__Assignment__:
This exercise calls for an exact transcription. Set down every record below.

__Dataset__:
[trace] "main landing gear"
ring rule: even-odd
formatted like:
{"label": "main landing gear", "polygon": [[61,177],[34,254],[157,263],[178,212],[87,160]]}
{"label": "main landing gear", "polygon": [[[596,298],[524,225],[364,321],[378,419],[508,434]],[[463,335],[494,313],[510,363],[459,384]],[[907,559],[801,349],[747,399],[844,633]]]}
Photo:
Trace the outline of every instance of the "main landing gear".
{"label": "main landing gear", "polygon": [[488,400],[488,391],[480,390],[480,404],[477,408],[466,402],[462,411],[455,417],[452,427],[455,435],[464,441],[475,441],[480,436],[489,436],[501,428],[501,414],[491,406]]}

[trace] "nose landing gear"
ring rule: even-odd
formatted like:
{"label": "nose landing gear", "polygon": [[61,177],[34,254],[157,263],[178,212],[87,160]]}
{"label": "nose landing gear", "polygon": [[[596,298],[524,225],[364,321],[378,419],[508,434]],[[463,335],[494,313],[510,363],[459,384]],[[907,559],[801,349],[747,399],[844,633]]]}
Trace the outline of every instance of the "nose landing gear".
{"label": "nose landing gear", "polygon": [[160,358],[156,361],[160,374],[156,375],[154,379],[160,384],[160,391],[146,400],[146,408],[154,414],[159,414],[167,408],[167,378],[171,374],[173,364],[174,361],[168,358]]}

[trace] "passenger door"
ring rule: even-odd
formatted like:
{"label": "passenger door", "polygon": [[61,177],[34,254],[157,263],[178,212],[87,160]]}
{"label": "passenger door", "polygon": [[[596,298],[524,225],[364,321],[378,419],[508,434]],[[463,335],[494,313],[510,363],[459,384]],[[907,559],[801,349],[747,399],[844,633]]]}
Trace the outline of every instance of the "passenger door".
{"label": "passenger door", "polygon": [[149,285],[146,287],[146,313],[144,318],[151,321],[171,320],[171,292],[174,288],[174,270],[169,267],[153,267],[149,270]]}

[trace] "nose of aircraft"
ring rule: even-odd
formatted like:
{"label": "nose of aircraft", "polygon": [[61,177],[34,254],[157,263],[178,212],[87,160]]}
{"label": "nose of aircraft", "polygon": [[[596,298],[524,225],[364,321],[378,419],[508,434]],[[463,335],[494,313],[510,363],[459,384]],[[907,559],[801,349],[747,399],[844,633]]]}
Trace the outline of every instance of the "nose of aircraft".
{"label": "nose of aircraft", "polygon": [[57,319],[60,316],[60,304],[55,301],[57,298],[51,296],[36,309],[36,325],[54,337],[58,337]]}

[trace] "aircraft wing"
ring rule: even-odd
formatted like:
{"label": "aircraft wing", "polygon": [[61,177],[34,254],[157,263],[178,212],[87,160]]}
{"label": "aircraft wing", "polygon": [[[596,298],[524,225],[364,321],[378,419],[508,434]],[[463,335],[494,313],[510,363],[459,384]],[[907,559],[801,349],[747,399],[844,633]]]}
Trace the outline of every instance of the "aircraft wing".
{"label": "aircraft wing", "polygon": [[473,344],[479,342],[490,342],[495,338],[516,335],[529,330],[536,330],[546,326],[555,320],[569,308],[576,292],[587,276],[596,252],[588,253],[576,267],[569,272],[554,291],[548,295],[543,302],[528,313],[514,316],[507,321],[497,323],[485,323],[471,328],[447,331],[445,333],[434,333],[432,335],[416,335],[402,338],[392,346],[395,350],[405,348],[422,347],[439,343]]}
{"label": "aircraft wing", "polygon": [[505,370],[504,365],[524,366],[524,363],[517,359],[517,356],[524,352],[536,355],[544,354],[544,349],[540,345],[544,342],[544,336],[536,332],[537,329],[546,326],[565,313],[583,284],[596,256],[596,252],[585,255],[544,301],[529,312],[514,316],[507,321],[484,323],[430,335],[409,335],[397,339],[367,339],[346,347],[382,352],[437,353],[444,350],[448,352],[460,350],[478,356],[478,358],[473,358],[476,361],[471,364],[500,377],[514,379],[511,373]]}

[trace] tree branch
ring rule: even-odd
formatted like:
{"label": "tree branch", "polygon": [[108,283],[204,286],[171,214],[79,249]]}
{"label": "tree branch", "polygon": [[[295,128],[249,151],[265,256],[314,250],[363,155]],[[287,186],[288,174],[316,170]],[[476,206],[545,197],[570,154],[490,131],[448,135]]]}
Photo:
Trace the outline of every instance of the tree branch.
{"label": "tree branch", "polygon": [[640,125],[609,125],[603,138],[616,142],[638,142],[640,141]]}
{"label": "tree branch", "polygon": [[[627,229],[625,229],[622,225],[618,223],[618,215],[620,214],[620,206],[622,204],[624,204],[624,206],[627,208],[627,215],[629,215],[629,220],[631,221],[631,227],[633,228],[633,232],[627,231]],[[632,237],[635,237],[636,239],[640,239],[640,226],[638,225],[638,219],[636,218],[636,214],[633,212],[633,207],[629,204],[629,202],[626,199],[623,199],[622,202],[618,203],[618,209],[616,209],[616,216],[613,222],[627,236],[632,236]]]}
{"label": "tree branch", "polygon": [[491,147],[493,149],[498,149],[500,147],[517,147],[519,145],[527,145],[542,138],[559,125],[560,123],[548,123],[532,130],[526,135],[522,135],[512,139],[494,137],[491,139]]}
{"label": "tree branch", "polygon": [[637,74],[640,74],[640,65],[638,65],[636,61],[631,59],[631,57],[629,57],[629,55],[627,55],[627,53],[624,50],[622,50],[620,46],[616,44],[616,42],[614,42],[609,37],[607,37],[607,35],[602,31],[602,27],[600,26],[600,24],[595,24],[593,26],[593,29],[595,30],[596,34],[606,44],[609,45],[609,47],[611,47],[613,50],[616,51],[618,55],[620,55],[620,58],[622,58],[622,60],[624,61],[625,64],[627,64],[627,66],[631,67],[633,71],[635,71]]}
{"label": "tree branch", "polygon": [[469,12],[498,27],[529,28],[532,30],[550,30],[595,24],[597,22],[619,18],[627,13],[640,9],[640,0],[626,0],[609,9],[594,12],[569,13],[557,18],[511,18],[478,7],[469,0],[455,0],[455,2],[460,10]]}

__Task answer__:
[trace] "main landing gear"
ring rule: even-odd
formatted like:
{"label": "main landing gear", "polygon": [[61,177],[34,254],[157,263],[178,212],[87,160]]}
{"label": "main landing gear", "polygon": [[[596,298],[524,225],[364,321],[378,419],[508,434]],[[463,335],[494,313],[510,363],[459,384]],[[907,559],[801,349],[747,399],[844,633]]]}
Photo:
Trace the outline of every instance of the "main landing gear".
{"label": "main landing gear", "polygon": [[488,400],[488,391],[480,390],[480,404],[477,408],[466,402],[462,411],[455,417],[452,427],[455,435],[464,441],[475,441],[480,436],[489,436],[501,428],[501,414],[491,406]]}

[trace] "nose landing gear"
ring rule: even-odd
formatted like:
{"label": "nose landing gear", "polygon": [[61,177],[34,254],[157,263],[178,212],[87,160]]}
{"label": "nose landing gear", "polygon": [[[596,298],[524,225],[364,321],[378,419],[508,434]],[[463,335],[494,313],[510,363],[459,384]],[[907,559],[801,349],[747,399],[844,633]]]}
Trace the outline of every instance of the "nose landing gear".
{"label": "nose landing gear", "polygon": [[160,358],[156,361],[160,374],[156,375],[154,379],[160,384],[160,391],[146,400],[146,408],[154,414],[159,414],[167,408],[167,378],[171,374],[173,364],[174,361],[168,358]]}

[trace] "passenger door"
ring rule: even-odd
formatted like:
{"label": "passenger door", "polygon": [[61,177],[34,254],[157,263],[178,212],[87,160]]}
{"label": "passenger door", "polygon": [[[596,298],[524,225],[364,321],[378,419],[508,434]],[[463,335],[494,313],[510,363],[459,384]],[[907,559],[801,349],[747,399],[844,633]]]}
Trace the outline of every instance of the "passenger door".
{"label": "passenger door", "polygon": [[149,285],[146,287],[146,313],[144,318],[151,321],[171,320],[171,292],[174,288],[174,270],[169,267],[153,267],[149,270]]}

[trace] "nose of aircraft"
ring rule: even-odd
formatted like:
{"label": "nose of aircraft", "polygon": [[61,177],[34,254],[157,263],[178,212],[87,160]]}
{"label": "nose of aircraft", "polygon": [[[596,298],[524,225],[364,321],[378,419],[508,434]],[[463,335],[494,313],[510,363],[459,384]],[[907,559],[801,349],[747,399],[844,633]]]}
Trace the outline of every instance of the "nose of aircraft".
{"label": "nose of aircraft", "polygon": [[57,319],[60,316],[60,304],[55,301],[57,298],[51,296],[36,309],[36,325],[54,337],[58,337]]}

[trace] "aircraft wing"
ring rule: even-odd
formatted like:
{"label": "aircraft wing", "polygon": [[61,177],[34,254],[157,263],[178,212],[87,160]]}
{"label": "aircraft wing", "polygon": [[[596,298],[524,225],[364,321],[378,419],[508,434]],[[463,335],[494,313],[510,363],[459,384]],[[907,559],[801,349],[747,399],[844,633]]]}
Trace the outline of every instance of the "aircraft wing".
{"label": "aircraft wing", "polygon": [[473,344],[479,342],[490,342],[495,338],[516,335],[529,330],[536,330],[546,326],[555,320],[569,308],[576,292],[587,276],[596,252],[588,253],[576,267],[569,272],[554,291],[548,295],[543,302],[528,313],[514,316],[507,321],[497,323],[485,323],[471,328],[447,331],[445,333],[434,333],[432,335],[416,335],[402,338],[392,346],[395,350],[405,348],[422,347],[439,343]]}
{"label": "aircraft wing", "polygon": [[505,370],[504,365],[524,366],[524,363],[517,359],[517,356],[524,352],[536,355],[544,354],[544,349],[540,345],[544,342],[544,336],[536,332],[537,329],[546,326],[565,313],[583,284],[596,256],[596,252],[585,255],[544,301],[529,312],[514,316],[507,321],[484,323],[430,335],[409,335],[397,339],[367,339],[346,347],[382,352],[437,353],[444,350],[448,352],[460,350],[478,356],[478,358],[473,358],[476,361],[471,364],[500,377],[514,379],[511,373]]}

[trace] tree branch
ring rule: even-odd
formatted like:
{"label": "tree branch", "polygon": [[108,283],[204,286],[171,214],[79,249]]}
{"label": "tree branch", "polygon": [[[295,128],[249,151],[265,256],[314,250],[363,155]],[[287,186],[288,174],[316,170]],[[476,206],[545,197],[570,154],[490,131],[448,135]]]}
Photo:
Trace the outline of every instance of the tree branch.
{"label": "tree branch", "polygon": [[640,125],[609,125],[603,138],[616,142],[638,142],[640,141]]}
{"label": "tree branch", "polygon": [[[627,229],[625,229],[622,225],[618,223],[618,215],[620,214],[620,206],[622,204],[624,204],[624,206],[627,208],[627,215],[629,215],[629,220],[631,221],[631,227],[633,228],[633,232],[627,231]],[[632,237],[635,237],[636,239],[640,239],[640,226],[638,225],[638,219],[636,218],[636,214],[633,212],[633,207],[629,204],[629,202],[626,199],[623,199],[622,202],[618,203],[618,209],[616,209],[616,216],[613,222],[627,236],[632,236]]]}
{"label": "tree branch", "polygon": [[491,147],[493,149],[498,149],[500,147],[517,147],[519,145],[527,145],[542,138],[559,125],[560,123],[548,123],[532,130],[526,135],[522,135],[512,139],[494,137],[491,139]]}
{"label": "tree branch", "polygon": [[637,74],[640,74],[640,65],[638,65],[636,61],[631,59],[631,57],[629,57],[629,55],[627,55],[627,53],[624,50],[622,50],[620,46],[616,44],[616,42],[614,42],[609,37],[607,37],[607,35],[602,31],[602,27],[600,26],[600,24],[595,24],[593,26],[593,29],[595,30],[596,34],[606,44],[609,45],[609,47],[611,47],[613,50],[616,51],[618,55],[620,55],[620,58],[622,58],[622,60],[624,61],[625,64],[627,64],[627,66],[631,67],[633,71],[635,71]]}
{"label": "tree branch", "polygon": [[469,12],[498,27],[529,28],[532,30],[550,30],[595,24],[597,22],[619,18],[627,13],[640,9],[640,0],[626,0],[609,9],[594,12],[569,13],[557,18],[511,18],[478,7],[469,0],[455,0],[455,2],[460,10]]}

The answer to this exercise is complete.